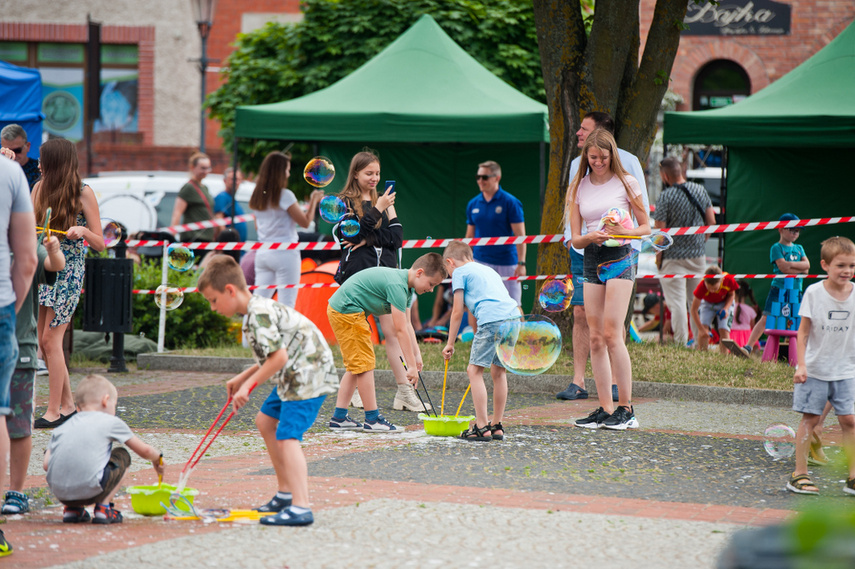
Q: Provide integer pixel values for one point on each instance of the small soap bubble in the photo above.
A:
(618, 267)
(112, 232)
(780, 441)
(168, 297)
(350, 228)
(319, 171)
(179, 257)
(555, 295)
(332, 209)
(528, 345)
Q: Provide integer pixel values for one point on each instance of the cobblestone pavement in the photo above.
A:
(550, 495)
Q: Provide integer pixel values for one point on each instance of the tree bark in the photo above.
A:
(598, 73)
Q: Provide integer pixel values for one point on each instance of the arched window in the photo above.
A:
(720, 83)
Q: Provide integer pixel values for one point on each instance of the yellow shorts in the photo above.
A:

- - - -

What is expected: Check every line above for the string "integer" and copy those that have it.

Output for this exercise:
Q: Provide integer pixel values for one point on each instance of the small soap bubble in the photo above.
Q: Provide integer pixel values for one point on each instance of the cobblestone pavement in the photo above.
Q: Provide integer pixel values for one point on each instance of the tree bark in the photo above.
Q: Provide integer pixel values for one point on each instance of the arched window in the photo above.
Q: Provide integer pixel values for one point on each instance of the yellow shorts in the photo above.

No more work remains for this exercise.